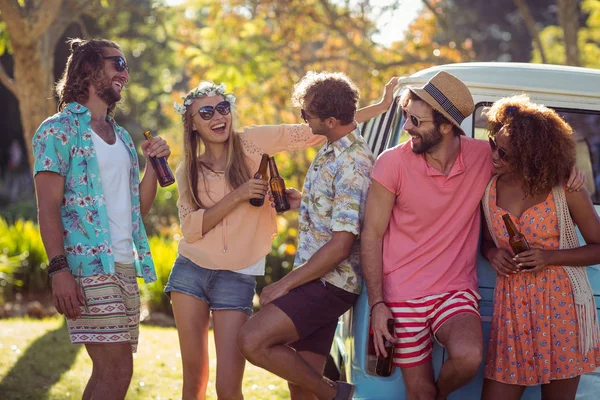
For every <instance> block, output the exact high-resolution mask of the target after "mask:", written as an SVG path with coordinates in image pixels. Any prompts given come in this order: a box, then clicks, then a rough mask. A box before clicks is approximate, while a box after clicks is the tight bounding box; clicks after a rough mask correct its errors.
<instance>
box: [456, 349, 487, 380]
mask: <svg viewBox="0 0 600 400" xmlns="http://www.w3.org/2000/svg"><path fill="white" fill-rule="evenodd" d="M451 359H452V361H453V362H454V367H455V368H456V370H457V371H458V372H460V373H461V374H462V375H463V376H465V377H470V378H472V377H474V376H475V375H476V374H477V371H478V370H479V366H480V365H481V361H482V359H483V349H482V348H481V346H472V347H470V348H468V349H465V350H463V351H461V352H460V354H458V355H456V356H453V357H452V358H451Z"/></svg>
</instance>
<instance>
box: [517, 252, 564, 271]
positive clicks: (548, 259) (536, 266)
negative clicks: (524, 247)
mask: <svg viewBox="0 0 600 400" xmlns="http://www.w3.org/2000/svg"><path fill="white" fill-rule="evenodd" d="M552 254H553V251H552V250H542V249H530V250H526V251H524V252H522V253H519V254H517V255H516V256H515V258H514V260H515V261H514V262H515V263H516V264H517V266H518V267H519V268H522V269H523V270H524V271H527V272H535V271H539V270H540V269H542V268H544V267H547V266H548V265H556V264H555V263H554V262H552Z"/></svg>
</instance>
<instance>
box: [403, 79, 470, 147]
mask: <svg viewBox="0 0 600 400" xmlns="http://www.w3.org/2000/svg"><path fill="white" fill-rule="evenodd" d="M410 100H412V101H422V102H424V103H425V104H427V105H428V106H429V107H431V105H429V104H428V103H427V102H426V101H425V100H423V99H422V98H421V97H419V95H418V94H416V93H415V92H413V91H412V90H410V89H408V90H405V91H404V92H403V93H402V95H401V96H400V105H401V106H402V107H403V108H406V106H408V102H409V101H410ZM431 111H432V113H433V126H435V128H436V129H437V130H439V129H440V125H442V124H449V125H451V126H452V133H454V136H462V134H463V133H462V131H461V130H460V129H458V128H457V127H456V126H455V125H454V124H453V123H452V122H450V120H449V119H448V118H446V117H444V114H442V113H441V112H439V111H438V110H436V109H435V108H433V107H431Z"/></svg>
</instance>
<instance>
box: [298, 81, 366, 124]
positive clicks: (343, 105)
mask: <svg viewBox="0 0 600 400" xmlns="http://www.w3.org/2000/svg"><path fill="white" fill-rule="evenodd" d="M359 98H360V94H359V92H358V88H357V87H356V85H354V83H352V81H351V80H350V78H348V76H347V75H346V74H343V73H341V72H315V71H309V72H308V73H307V74H306V75H305V76H304V78H302V79H301V80H300V82H298V83H297V84H296V85H295V86H294V94H293V95H292V103H293V104H294V106H297V107H301V108H305V102H306V100H307V99H310V104H309V105H308V108H306V110H307V111H310V113H311V114H314V115H316V116H318V117H319V118H320V119H321V120H324V119H326V118H329V117H333V118H335V119H338V120H340V121H341V123H342V124H343V125H348V124H350V123H351V122H352V121H354V117H355V114H356V108H357V106H358V100H359Z"/></svg>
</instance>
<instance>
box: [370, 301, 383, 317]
mask: <svg viewBox="0 0 600 400" xmlns="http://www.w3.org/2000/svg"><path fill="white" fill-rule="evenodd" d="M379 304H385V301H383V300H379V301H378V302H376V303H375V304H373V305H372V306H371V310H370V311H369V316H371V315H373V309H374V308H375V306H377V305H379Z"/></svg>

WHAT YOU NEED TO DO » The expected output is each entry given again word for word, with pictures dropped.

EXPECTED ANSWER »
For every <instance> block, output the exact high-resolution mask of the target after "mask:", written as an SVG path with coordinates in image pixels. Any prompts given come in this order: a box, then clicks, then a rough mask. A box before clicks is approximate, while a box after clicks is the tight bounding box; clicks after a rough mask correct its errors.
<instance>
box: [456, 349, 487, 380]
mask: <svg viewBox="0 0 600 400" xmlns="http://www.w3.org/2000/svg"><path fill="white" fill-rule="evenodd" d="M451 359H452V361H453V362H454V367H455V368H456V370H457V371H458V372H460V373H461V374H462V375H463V376H465V377H470V378H472V377H474V376H475V375H476V374H477V371H478V370H479V366H480V365H481V361H482V359H483V349H482V348H481V346H472V347H470V348H468V349H465V350H463V351H461V352H460V354H458V355H456V356H453V357H452V358H451Z"/></svg>
</instance>
<instance>
box: [517, 252, 564, 271]
positive clicks: (548, 259) (536, 266)
negative clicks: (524, 247)
mask: <svg viewBox="0 0 600 400" xmlns="http://www.w3.org/2000/svg"><path fill="white" fill-rule="evenodd" d="M552 254H553V251H552V250H542V249H530V250H526V251H524V252H522V253H519V254H517V255H516V256H515V258H514V260H515V261H514V262H515V263H516V264H517V266H518V267H519V268H522V269H523V270H524V271H527V272H535V271H539V270H540V269H542V268H544V267H547V266H548V265H556V264H555V263H554V262H552Z"/></svg>
</instance>
<instance>
box: [403, 79, 470, 147]
mask: <svg viewBox="0 0 600 400" xmlns="http://www.w3.org/2000/svg"><path fill="white" fill-rule="evenodd" d="M410 100H412V101H422V102H424V103H425V104H427V105H428V106H429V107H431V105H429V104H428V103H427V102H426V101H425V100H423V99H422V98H421V97H419V95H418V94H416V93H415V92H413V91H412V90H410V89H408V90H405V91H404V92H403V93H402V95H401V96H400V105H401V106H402V107H403V108H406V106H408V102H409V101H410ZM431 111H432V113H433V126H435V128H436V129H437V130H439V129H440V125H442V124H449V125H451V126H452V133H454V136H462V134H463V133H462V131H461V130H460V129H458V128H457V127H456V126H455V125H454V124H453V123H452V122H450V120H449V119H448V118H446V117H444V114H442V113H441V112H439V111H438V110H436V109H435V108H433V107H431Z"/></svg>
</instance>
<instance>
box: [298, 81, 366, 124]
positive clicks: (343, 105)
mask: <svg viewBox="0 0 600 400" xmlns="http://www.w3.org/2000/svg"><path fill="white" fill-rule="evenodd" d="M359 98H360V94H359V92H358V88H357V87H356V85H354V83H352V81H351V80H350V78H348V76H347V75H346V74H343V73H341V72H315V71H309V72H308V73H307V74H306V75H305V76H304V78H302V79H301V80H300V82H298V83H297V84H296V85H295V86H294V94H293V95H292V103H293V104H294V106H297V107H301V108H305V102H306V100H307V99H310V104H309V105H308V108H306V110H307V111H310V113H311V114H314V115H316V116H318V117H319V118H320V119H321V120H324V119H326V118H329V117H333V118H335V119H338V120H340V121H341V123H342V124H343V125H348V124H350V123H351V122H352V121H354V117H355V114H356V108H357V106H358V100H359Z"/></svg>
</instance>
<instance>
box: [370, 301, 383, 317]
mask: <svg viewBox="0 0 600 400" xmlns="http://www.w3.org/2000/svg"><path fill="white" fill-rule="evenodd" d="M379 304H385V301H383V300H379V301H378V302H376V303H375V304H373V305H372V306H371V310H370V311H369V316H371V315H373V309H374V308H375V306H377V305H379Z"/></svg>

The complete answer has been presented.